Source:
>>>
Tl;dr:  Decentralized Finance, or “DeFi,” offers an innovative way of conducting traditional finance peer to peer, without the need for intermediaries like banks or brokers. But these same features make it difficult to accurately tax DeFi transactions. While DeFi continues to attract interest from individuals and institutions around the world, the lack of government guidance on taxation has led to increasing uncertainty. This paper explores the issue of DeFi and tax and proposes the use of an optional “tax identity” attestation token linked to each transaction that can facilitate collection of a transaction tax.

By Coinbase Institute

August 22, 2023

ITL-7

I. Introduction 

DeFi encompasses a range of transformative technologies that aim to “democratize finance” by enabling direct peer-to-peer transactions. It includes many of the same products and services as traditional finance, including lending and borrowing, exchanges, derivatives, and insurance. But unlike in TradFi, there is no third party intermediary. Rather, DeFi leverages blockchain technology, decentralized autonomous organizations (DAOs), and smart contracts to enable trustless, peer-to-peer financial transactions over the internet.
<<<
Supplied material:
>>>
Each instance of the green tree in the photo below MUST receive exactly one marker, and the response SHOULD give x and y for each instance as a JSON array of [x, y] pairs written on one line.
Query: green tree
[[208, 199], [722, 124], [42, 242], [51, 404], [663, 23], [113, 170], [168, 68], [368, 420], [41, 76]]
<<<
Set problem 1:
Update the DeFi tax paper's passage starting with "DeFi encompasses a" and going on through "over the internet.", putting "traditional finance" in place of "TradFi".
Set problem 2:
Write the next part of the DeFi tax paper, continuing after its final sentence.

Exercise answer 1:
DeFi encompasses a range of transformative technologies that aim to “democratize finance” by enabling direct peer-to-peer transactions. It includes many of the same products and services as traditional finance, including lending and borrowing, exchanges, derivatives, and insurance. But unlike in traditional finance, there is no third party intermediary. Rather, DeFi leverages blockchain technology, decentralized autonomous organizations (DAOs), and smart contracts to enable trustless, peer-to-peer financial transactions over the internet.

Exercise answer 2:
DeFi apps are typically governed and run by DAOs, a new type of organization that is user-owned and governed. Unlike traditional corporations or partnerships that delegate decision making to a board of directors or general partner, DAOs are governed collectively by their members. They are also autonomous because their protocols rely on smart contracts—software programs stored on a blockchain that execute automatically when certain conditions are met. DAOs and smart contracts are both transparent, publicly auditable, and not reliant on a single or central authority. This arrangement facilitates a “trustless” system, which is seen as essential to the proper functioning of a decentralized, digitally native community. 

Transactions on DeFi protocols are also pseudonymous—transparent and public, but not linked to a user’s real-world identity. Users can connect their digital wallet to a DeFi app by providing only their public “key,” which is a cryptographic code that allows them to receive crypto. They do not need to provide a name, address, or other identifying information, and will not receive an IRS form from the DeFi protocol, as taxpayers typically would for savings accounts.  

These special characteristics of DeFi, which make it so “transformative to the future of finance,” also make it difficult to shoehorn into traditional tax regimes. Tax laws were designed with traditional banking systems in mind, and rely to a great degree on intermediary reporting.  Nonetheless, taxes are a part of modern society, and the IRS has started to issue guidance and bring enforcement actions against taxpayers with unreported crypto income. The crypto ecosystem now has the opportunity to develop digitally native solutions that balance transparency and compliance with user privacy and decentralization.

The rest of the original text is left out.